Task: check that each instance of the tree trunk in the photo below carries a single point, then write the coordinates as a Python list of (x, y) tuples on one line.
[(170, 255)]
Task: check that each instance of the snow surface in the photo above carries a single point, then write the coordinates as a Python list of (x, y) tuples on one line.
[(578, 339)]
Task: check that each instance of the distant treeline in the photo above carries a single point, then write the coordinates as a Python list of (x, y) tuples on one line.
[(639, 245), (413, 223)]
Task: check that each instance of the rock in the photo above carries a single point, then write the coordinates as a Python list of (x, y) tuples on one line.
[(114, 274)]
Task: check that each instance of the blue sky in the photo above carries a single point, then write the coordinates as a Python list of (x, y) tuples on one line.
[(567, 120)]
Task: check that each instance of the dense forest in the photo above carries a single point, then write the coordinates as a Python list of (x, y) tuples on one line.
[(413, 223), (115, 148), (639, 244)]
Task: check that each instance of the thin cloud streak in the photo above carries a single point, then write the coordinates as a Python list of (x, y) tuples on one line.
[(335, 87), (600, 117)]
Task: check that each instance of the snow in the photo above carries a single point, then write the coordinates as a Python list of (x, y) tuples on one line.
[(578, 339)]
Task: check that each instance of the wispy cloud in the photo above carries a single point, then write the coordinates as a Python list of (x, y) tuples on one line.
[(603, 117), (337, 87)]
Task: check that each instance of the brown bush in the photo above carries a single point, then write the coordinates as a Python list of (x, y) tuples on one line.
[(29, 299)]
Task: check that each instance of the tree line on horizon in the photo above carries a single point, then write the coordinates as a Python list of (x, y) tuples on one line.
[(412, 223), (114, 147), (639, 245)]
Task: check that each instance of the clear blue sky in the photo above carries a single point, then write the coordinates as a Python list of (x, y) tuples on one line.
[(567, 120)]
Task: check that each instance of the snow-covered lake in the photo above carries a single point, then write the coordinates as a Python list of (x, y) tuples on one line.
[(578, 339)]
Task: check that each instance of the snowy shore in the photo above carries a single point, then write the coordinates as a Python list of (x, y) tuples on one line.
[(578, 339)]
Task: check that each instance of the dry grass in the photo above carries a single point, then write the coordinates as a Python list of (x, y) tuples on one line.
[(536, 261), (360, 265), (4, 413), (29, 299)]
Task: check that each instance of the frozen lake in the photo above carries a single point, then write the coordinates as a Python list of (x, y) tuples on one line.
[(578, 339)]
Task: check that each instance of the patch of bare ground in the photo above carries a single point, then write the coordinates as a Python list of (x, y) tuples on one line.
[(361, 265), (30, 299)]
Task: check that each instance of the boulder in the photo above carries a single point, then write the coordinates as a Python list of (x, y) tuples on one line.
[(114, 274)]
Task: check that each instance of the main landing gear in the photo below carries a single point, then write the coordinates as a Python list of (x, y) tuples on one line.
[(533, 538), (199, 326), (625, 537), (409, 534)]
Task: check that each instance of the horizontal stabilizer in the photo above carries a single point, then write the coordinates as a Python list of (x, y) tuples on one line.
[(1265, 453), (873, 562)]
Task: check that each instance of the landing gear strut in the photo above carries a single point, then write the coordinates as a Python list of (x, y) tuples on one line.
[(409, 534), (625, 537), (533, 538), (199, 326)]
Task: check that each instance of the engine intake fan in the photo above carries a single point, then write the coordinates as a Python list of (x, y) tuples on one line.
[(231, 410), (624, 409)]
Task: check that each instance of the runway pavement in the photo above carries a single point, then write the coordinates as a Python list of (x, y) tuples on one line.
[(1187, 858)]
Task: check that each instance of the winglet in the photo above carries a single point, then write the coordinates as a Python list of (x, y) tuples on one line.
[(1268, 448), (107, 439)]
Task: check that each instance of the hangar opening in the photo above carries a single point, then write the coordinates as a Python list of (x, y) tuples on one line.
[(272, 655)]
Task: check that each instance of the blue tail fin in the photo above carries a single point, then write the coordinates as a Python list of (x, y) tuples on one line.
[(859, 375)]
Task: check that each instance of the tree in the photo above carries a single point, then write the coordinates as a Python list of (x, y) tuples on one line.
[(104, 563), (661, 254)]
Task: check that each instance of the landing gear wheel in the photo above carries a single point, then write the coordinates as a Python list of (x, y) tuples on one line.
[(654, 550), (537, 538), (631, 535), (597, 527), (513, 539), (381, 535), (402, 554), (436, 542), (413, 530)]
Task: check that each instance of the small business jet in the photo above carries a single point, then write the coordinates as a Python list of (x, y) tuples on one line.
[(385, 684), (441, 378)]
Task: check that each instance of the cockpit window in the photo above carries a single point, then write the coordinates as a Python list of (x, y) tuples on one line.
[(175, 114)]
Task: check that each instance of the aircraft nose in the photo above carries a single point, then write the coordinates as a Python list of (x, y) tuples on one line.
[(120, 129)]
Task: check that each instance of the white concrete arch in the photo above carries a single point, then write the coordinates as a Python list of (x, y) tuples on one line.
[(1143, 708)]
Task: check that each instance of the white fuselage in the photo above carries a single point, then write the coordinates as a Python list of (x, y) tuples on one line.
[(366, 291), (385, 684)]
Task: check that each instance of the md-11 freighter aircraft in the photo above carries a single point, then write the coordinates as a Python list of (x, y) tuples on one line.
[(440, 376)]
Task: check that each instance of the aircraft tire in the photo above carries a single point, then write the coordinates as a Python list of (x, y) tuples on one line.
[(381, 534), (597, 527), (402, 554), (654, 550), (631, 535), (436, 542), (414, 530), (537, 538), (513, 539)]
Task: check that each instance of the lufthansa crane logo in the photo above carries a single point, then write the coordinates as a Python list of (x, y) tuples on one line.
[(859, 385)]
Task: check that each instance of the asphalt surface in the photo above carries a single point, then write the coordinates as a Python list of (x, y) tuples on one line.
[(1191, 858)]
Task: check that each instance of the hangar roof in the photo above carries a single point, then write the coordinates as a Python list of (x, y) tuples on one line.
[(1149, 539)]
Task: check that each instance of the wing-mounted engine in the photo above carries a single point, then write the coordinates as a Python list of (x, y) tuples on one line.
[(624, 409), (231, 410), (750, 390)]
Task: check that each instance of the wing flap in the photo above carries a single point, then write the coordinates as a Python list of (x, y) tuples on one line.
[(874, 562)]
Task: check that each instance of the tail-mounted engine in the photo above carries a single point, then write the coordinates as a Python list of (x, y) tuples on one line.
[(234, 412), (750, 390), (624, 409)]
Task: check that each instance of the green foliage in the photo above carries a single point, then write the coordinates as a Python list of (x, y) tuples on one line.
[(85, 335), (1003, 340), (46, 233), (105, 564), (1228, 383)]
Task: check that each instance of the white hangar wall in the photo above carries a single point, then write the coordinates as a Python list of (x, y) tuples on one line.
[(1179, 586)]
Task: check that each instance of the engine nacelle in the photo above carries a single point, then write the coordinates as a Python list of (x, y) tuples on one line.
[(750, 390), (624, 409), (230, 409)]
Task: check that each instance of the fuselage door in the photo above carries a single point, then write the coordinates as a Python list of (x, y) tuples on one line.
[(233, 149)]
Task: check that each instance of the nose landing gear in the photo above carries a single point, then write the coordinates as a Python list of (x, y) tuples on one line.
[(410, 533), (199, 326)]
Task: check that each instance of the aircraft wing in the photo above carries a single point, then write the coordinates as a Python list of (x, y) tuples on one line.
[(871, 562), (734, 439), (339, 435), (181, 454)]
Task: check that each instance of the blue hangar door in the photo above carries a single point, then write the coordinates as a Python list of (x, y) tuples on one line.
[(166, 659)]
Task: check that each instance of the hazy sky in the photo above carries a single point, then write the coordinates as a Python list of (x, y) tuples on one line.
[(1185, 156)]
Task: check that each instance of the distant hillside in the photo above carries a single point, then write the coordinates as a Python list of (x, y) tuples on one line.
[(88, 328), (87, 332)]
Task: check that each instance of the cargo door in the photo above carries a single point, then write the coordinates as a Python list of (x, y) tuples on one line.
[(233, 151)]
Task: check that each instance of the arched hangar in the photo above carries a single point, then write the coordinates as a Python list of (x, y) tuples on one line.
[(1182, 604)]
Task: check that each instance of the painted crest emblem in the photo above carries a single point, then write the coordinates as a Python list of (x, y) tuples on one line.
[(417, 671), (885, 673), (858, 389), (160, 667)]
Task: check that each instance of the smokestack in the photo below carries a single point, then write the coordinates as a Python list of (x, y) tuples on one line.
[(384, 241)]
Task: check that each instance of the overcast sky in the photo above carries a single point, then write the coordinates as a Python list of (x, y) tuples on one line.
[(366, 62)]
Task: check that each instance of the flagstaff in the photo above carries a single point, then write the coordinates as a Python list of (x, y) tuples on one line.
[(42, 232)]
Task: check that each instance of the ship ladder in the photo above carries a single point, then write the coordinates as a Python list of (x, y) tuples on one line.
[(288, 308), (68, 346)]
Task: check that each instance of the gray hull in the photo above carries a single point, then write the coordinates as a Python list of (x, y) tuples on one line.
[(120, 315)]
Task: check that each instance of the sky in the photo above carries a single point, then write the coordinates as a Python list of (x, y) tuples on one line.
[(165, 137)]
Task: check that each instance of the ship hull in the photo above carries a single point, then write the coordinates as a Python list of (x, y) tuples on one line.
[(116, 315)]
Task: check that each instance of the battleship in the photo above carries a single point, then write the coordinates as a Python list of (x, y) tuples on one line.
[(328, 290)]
+ + +
About this task
All lines from the one containing "Task: check that each instance of the overcast" to the last line of the material above must be copied exactly, and only those.

Problem solution
Task: check that each instance of the overcast sky in the photo above carries a single point, then write the coordinates as a Python list of (x, y) tuples on one line.
[(366, 62)]
Task: check that each instance of the flagstaff in the photo above carries a single point, then write the coordinates as a Python list of (x, y) tuples on one line.
[(42, 232)]
Task: check that each instance of the ship ladder in the photo above carries a single point, then write the coordinates as a Python list of (x, y) tuples on one line.
[(288, 308), (68, 346)]
Task: check that each instance of the gray hull in the photo above carries a single point, then write the coordinates as a Python list of (x, y) tuples on one line.
[(120, 315)]
Task: check that each instance of the sky in the photo above carries a single point, then write the coordinates as a Python list of (x, y) tuples on one line.
[(165, 137)]
Task: check that each instance of the ship hull in the photo above carries a single point, then write the coordinates as a Python list of (x, y) tuples on one line.
[(116, 315)]
Task: check that each instance of the battleship in the photo above carries a single point, then write the coordinates as a Python list of (x, y) tuples on one line.
[(328, 290)]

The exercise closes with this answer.